• _What you are asked to do_: From the line containing "One marker per instance, like [334,152]." to the line containing "One marker per instance, like [156,334]." in the entries below, reproduce every line exactly, ends included. Nothing else belongs in the copy, and no pictures.

Point-per-instance localization data
---------------

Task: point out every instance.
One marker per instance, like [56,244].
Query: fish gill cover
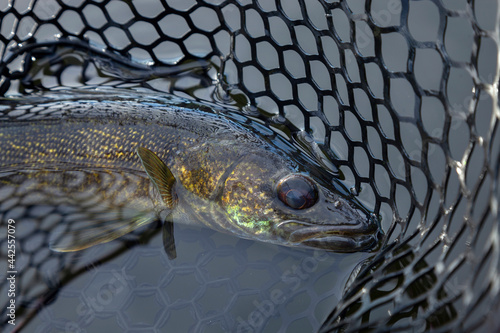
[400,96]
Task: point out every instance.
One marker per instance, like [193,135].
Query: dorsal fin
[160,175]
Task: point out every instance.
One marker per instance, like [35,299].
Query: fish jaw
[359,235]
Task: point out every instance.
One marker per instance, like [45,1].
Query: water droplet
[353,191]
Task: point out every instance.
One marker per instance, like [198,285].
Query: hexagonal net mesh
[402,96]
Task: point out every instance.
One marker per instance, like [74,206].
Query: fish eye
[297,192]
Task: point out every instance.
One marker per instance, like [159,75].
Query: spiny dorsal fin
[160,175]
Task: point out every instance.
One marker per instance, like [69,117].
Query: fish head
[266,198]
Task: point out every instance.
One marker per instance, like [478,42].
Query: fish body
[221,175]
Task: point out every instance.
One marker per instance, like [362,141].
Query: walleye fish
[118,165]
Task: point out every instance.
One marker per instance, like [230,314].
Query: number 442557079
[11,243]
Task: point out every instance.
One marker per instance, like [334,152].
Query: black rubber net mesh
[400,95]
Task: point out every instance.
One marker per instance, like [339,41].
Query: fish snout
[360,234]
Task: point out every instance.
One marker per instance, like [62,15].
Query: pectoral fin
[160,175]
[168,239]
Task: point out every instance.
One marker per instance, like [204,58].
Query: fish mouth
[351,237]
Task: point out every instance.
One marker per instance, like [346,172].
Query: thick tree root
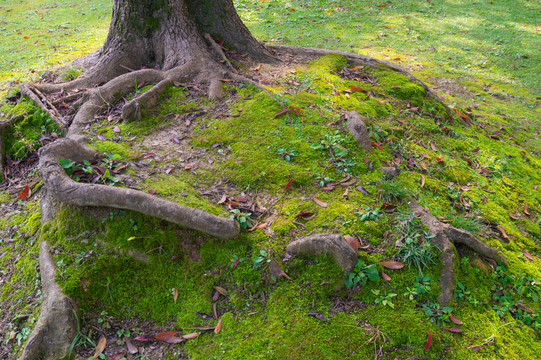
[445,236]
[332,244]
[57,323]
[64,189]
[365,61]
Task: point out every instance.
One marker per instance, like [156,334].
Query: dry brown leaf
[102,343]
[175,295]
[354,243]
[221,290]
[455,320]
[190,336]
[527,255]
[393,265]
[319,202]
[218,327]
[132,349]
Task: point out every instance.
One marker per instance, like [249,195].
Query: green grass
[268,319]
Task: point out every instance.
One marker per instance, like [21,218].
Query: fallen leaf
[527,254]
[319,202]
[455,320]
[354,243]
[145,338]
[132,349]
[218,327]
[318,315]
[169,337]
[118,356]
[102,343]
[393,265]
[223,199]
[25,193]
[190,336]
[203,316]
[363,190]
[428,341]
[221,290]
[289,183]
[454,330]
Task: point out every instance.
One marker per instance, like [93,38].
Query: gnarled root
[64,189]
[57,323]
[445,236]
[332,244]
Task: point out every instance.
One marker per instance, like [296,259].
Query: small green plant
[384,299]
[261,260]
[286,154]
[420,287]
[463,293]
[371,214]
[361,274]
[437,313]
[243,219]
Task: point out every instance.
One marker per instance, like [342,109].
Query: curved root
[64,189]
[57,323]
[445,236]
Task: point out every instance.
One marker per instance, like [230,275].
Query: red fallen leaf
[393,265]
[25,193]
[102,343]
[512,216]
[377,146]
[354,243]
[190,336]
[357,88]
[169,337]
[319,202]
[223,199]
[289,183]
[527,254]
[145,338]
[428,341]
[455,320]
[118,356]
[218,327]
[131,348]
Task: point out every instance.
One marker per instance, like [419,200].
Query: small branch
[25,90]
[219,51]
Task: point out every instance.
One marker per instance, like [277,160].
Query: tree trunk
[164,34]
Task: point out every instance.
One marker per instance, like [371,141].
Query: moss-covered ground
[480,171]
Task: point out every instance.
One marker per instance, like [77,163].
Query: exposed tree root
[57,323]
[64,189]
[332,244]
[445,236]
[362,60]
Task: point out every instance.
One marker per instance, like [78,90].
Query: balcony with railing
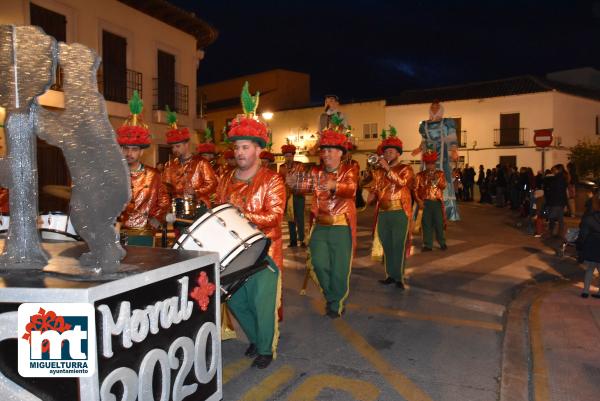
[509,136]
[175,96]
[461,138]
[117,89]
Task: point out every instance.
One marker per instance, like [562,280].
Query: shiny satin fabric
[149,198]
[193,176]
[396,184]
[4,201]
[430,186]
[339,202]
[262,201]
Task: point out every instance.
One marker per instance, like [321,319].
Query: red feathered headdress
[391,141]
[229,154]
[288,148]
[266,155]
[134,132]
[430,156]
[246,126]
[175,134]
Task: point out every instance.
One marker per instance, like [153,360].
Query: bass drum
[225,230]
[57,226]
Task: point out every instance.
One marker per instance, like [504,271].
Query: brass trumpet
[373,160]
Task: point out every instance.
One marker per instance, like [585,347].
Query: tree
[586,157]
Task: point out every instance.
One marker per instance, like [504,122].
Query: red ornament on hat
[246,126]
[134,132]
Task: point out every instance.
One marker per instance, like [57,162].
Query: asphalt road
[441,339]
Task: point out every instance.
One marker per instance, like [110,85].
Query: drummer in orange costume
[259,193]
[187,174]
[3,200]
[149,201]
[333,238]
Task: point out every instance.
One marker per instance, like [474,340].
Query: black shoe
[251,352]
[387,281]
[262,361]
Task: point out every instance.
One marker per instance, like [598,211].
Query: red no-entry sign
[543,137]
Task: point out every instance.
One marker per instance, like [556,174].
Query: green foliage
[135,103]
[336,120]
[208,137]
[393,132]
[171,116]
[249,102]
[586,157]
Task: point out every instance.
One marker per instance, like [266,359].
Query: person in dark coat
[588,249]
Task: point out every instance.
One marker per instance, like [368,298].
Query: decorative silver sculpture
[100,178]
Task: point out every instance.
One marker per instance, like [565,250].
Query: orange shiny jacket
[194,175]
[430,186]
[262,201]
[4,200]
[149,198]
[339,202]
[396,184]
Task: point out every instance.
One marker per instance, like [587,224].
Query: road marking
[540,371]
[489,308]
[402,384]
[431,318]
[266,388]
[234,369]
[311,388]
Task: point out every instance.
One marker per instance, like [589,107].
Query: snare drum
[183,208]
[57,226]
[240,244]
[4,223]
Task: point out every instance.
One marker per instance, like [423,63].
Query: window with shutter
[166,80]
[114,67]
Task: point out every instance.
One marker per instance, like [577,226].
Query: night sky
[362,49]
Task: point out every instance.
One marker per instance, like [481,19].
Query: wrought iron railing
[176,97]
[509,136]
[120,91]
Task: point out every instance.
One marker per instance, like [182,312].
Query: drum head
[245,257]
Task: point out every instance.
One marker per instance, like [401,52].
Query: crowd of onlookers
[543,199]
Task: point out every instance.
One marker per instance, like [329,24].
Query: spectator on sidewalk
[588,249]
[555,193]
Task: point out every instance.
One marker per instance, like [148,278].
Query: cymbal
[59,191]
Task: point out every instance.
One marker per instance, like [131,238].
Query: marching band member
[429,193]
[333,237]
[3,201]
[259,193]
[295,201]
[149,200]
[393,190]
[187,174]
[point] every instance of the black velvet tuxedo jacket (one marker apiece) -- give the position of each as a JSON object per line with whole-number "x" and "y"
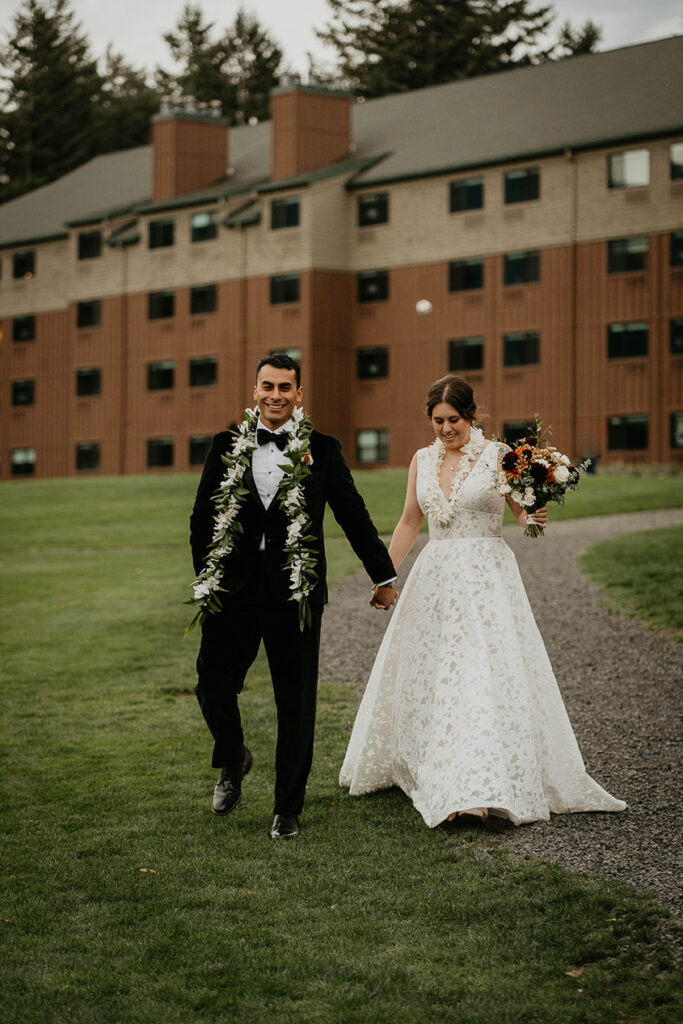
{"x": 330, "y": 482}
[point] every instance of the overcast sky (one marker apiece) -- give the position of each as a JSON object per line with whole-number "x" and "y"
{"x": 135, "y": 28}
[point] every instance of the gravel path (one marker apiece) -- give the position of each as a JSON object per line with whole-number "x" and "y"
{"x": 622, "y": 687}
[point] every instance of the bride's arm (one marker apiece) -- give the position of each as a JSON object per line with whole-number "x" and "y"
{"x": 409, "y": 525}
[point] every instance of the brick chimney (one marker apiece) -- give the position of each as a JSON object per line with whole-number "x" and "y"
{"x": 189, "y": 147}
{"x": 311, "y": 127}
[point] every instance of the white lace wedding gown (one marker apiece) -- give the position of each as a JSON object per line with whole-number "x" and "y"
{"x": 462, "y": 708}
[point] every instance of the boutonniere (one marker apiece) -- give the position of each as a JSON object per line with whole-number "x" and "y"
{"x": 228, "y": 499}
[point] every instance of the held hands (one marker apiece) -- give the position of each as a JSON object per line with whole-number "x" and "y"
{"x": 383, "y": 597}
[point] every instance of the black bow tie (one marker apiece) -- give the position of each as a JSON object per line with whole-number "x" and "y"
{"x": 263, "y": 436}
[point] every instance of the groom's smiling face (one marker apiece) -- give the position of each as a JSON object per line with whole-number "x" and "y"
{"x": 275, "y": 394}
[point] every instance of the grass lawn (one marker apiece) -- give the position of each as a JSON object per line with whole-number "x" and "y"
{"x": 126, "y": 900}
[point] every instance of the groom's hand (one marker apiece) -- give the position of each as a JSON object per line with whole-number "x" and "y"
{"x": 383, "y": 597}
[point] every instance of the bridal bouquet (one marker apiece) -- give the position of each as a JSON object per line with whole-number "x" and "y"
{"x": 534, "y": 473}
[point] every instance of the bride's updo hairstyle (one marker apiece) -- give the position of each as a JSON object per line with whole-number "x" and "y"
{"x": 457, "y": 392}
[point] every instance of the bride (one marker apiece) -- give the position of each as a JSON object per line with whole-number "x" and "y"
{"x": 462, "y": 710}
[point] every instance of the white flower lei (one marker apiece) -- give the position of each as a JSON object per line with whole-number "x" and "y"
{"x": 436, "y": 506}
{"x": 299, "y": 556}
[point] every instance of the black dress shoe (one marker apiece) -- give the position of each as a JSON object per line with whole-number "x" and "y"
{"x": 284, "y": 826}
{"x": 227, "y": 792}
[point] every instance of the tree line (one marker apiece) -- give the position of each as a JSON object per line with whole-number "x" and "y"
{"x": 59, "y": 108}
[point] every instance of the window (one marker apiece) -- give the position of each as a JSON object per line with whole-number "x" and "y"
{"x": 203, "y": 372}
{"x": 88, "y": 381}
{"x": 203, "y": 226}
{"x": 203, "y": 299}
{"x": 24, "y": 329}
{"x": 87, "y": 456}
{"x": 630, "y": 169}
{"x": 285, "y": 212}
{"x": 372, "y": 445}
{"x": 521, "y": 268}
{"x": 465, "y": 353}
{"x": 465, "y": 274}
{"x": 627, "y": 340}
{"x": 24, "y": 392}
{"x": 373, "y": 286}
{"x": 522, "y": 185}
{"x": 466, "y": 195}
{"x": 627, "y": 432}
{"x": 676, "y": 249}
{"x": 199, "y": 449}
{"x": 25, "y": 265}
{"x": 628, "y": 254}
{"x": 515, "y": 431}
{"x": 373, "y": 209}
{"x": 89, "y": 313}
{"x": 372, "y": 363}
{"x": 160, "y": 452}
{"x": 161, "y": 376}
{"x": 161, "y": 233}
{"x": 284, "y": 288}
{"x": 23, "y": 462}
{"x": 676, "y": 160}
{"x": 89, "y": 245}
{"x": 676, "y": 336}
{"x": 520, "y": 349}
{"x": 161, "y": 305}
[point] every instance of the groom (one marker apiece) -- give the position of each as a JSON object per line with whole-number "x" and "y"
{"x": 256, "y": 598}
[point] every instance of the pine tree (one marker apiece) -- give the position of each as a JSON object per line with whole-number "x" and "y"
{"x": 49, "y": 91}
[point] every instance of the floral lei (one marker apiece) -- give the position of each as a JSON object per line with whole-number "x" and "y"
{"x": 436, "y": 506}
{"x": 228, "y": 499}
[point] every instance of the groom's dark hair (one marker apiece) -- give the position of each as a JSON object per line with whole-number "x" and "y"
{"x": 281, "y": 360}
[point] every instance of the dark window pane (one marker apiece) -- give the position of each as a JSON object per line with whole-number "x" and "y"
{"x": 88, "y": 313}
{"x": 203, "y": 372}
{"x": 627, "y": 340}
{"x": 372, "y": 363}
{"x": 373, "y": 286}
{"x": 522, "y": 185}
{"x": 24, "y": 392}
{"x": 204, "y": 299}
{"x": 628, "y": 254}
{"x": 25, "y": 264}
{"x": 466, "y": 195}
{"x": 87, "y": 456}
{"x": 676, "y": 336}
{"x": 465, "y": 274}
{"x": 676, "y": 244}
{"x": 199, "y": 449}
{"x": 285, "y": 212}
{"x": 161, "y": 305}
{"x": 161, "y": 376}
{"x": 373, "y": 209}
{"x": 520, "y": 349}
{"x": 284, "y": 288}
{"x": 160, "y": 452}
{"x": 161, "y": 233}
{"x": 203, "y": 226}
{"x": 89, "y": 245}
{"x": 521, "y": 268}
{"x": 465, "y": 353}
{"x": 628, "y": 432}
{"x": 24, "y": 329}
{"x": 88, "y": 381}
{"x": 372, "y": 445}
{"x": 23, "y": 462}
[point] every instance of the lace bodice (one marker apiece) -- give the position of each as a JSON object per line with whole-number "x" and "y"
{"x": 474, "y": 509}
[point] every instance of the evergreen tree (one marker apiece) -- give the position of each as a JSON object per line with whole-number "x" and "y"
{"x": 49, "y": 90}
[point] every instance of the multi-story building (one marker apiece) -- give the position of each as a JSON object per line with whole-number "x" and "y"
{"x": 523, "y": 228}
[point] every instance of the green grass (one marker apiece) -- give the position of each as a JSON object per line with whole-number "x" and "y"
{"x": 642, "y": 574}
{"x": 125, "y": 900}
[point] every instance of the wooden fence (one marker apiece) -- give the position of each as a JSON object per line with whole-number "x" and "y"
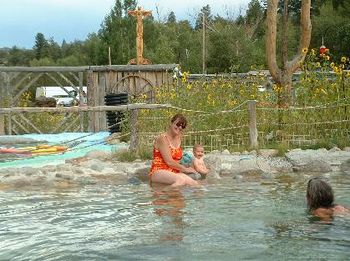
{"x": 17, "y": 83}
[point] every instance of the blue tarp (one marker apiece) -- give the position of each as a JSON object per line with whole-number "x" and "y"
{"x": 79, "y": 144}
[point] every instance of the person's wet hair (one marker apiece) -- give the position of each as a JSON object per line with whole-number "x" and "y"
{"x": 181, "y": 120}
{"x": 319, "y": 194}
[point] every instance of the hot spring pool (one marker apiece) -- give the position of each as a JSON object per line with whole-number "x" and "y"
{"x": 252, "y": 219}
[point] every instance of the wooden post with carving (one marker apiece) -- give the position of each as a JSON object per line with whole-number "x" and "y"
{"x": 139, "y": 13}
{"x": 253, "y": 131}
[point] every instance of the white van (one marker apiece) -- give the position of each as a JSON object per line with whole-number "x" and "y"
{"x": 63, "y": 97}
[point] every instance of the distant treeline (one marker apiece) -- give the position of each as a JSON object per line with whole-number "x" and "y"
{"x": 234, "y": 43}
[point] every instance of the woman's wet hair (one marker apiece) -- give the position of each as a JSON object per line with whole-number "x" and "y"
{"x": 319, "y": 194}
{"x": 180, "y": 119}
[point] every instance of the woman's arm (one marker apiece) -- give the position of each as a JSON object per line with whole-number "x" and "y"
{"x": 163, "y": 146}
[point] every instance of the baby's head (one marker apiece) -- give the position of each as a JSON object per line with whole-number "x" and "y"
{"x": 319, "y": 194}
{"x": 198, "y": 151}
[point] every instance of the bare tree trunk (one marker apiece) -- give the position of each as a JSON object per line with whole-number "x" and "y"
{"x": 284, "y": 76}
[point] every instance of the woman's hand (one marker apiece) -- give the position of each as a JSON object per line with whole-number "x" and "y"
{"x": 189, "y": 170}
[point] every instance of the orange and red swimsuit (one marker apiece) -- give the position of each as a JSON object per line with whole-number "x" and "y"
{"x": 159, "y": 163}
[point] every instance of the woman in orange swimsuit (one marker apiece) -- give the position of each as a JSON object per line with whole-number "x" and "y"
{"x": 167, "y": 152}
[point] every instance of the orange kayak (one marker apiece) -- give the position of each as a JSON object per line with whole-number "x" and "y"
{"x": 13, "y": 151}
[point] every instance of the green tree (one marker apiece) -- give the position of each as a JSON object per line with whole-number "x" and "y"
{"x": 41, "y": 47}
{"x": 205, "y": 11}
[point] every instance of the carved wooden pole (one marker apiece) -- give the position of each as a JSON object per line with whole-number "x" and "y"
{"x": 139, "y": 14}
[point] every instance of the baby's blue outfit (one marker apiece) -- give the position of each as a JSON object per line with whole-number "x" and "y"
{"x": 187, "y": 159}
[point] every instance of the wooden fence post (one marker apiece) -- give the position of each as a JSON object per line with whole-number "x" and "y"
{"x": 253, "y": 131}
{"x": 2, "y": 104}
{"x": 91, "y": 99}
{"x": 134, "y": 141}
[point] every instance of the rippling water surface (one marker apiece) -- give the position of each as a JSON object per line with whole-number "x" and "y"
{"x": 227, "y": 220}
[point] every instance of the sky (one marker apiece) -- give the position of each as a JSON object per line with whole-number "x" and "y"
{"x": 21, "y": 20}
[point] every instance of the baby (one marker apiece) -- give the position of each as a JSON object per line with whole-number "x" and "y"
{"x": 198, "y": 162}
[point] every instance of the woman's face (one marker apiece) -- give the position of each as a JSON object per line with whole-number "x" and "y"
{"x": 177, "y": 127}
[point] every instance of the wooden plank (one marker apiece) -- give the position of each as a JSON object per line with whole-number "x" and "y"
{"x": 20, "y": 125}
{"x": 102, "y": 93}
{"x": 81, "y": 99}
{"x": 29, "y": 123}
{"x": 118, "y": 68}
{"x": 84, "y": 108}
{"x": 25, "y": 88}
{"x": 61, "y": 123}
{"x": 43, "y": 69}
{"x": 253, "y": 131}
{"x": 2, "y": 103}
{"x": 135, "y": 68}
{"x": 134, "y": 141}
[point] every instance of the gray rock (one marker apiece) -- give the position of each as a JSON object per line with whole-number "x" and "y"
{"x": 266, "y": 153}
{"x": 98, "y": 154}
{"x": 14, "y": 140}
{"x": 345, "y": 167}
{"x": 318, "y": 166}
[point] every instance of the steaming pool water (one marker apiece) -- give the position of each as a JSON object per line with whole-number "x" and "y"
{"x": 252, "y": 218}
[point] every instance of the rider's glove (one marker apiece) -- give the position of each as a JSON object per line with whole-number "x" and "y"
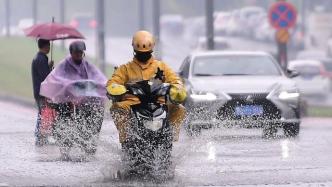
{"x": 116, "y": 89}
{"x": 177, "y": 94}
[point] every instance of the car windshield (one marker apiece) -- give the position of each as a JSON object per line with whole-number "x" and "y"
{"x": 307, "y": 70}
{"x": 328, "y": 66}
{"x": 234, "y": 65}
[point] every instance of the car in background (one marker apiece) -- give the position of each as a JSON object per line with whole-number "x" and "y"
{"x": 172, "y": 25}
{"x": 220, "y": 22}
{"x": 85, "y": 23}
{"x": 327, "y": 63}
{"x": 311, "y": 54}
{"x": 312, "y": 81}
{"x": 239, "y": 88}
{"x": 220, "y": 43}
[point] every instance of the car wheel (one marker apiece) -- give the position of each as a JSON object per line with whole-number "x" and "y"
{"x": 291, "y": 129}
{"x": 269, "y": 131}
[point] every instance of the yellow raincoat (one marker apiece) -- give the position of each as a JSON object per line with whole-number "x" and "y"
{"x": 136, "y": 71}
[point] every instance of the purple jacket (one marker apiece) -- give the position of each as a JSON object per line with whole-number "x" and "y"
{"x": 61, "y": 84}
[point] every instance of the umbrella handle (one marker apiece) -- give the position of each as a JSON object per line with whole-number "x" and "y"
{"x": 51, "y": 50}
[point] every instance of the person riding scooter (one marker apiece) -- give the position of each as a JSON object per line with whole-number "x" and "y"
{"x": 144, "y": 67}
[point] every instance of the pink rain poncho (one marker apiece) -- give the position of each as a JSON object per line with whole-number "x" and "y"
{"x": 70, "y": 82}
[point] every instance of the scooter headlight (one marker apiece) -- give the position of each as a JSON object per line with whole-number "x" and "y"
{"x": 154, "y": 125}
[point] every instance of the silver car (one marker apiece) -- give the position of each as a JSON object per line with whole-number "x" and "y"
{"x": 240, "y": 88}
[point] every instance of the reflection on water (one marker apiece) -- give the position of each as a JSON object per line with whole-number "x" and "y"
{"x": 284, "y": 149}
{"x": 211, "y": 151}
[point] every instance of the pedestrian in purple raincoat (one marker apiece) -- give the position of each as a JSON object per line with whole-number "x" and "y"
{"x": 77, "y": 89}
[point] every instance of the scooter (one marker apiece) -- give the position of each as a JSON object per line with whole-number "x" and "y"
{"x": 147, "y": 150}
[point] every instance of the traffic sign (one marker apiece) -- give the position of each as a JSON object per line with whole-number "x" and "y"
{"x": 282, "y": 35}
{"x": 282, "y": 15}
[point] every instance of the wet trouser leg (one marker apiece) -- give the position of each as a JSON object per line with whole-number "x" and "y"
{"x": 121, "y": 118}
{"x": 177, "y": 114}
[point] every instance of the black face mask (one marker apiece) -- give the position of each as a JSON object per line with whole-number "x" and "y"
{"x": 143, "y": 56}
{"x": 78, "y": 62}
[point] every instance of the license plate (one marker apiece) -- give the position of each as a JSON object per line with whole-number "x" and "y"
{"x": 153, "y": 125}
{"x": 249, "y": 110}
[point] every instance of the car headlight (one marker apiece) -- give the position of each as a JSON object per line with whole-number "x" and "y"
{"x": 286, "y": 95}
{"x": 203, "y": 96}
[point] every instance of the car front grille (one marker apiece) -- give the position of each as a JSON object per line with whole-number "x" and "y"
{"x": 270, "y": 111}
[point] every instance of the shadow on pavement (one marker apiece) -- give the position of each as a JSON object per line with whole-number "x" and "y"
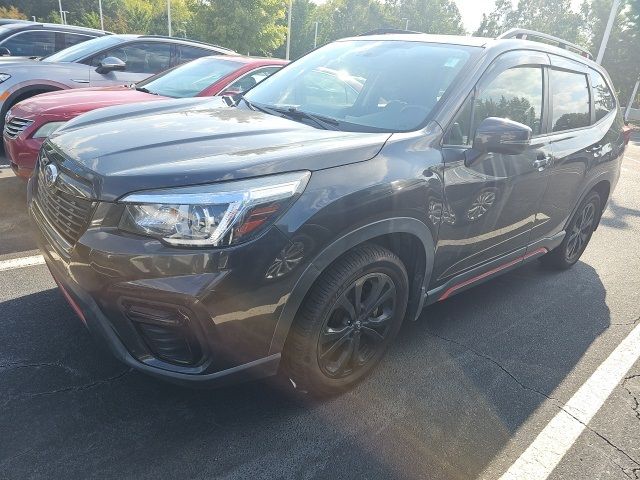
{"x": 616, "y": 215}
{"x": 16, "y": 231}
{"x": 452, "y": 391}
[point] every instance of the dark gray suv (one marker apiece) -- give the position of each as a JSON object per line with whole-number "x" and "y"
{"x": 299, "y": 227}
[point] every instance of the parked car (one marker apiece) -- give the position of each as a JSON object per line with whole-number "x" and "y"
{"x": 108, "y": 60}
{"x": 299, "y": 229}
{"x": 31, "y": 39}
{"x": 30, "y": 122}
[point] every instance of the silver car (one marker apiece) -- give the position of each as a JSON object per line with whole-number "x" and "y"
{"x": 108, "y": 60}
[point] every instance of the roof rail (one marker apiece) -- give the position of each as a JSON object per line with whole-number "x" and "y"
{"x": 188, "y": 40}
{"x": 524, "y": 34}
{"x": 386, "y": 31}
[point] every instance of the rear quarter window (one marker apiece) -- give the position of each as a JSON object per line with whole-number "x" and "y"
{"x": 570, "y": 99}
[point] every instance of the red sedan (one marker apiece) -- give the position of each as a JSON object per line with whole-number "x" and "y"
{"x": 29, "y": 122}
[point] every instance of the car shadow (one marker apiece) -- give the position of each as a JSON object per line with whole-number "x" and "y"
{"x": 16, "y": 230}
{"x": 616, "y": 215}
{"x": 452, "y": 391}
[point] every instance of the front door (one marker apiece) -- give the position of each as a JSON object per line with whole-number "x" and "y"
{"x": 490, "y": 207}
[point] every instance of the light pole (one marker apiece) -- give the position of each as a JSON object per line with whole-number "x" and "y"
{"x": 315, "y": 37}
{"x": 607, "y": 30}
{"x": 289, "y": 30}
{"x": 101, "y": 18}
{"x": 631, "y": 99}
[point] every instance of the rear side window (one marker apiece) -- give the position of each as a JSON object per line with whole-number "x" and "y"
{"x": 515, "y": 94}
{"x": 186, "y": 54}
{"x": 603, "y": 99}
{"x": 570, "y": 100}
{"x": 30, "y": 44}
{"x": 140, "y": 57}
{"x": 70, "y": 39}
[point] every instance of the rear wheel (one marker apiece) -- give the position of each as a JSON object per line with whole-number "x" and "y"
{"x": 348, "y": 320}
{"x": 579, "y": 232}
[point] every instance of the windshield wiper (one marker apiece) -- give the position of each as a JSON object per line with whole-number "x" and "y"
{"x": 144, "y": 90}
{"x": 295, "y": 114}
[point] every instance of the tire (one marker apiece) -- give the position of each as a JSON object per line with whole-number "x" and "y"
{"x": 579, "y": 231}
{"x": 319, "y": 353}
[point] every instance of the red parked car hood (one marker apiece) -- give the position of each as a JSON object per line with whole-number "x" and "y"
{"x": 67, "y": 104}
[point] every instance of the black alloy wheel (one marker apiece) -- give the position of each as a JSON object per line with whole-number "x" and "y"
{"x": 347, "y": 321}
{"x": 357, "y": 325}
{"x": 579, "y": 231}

---------------

• _Response area_:
One marker per instance, like [334,152].
Query: black rubber net mesh
[400,95]
Task: point out every instance.
One marker per instance, like [339,41].
Query: fish snout
[360,234]
Task: point out every instance.
One marker per instance, like [62,15].
Query: pectoral fin
[160,175]
[168,239]
Task: point out every instance.
One marker per instance, like [204,58].
Query: fish mouth
[351,237]
Task: point out every instance.
One marker per instance, like [346,172].
Query: thick tree root
[445,236]
[332,244]
[57,323]
[64,189]
[365,61]
Task: point out every instance.
One marker per instance, like [156,334].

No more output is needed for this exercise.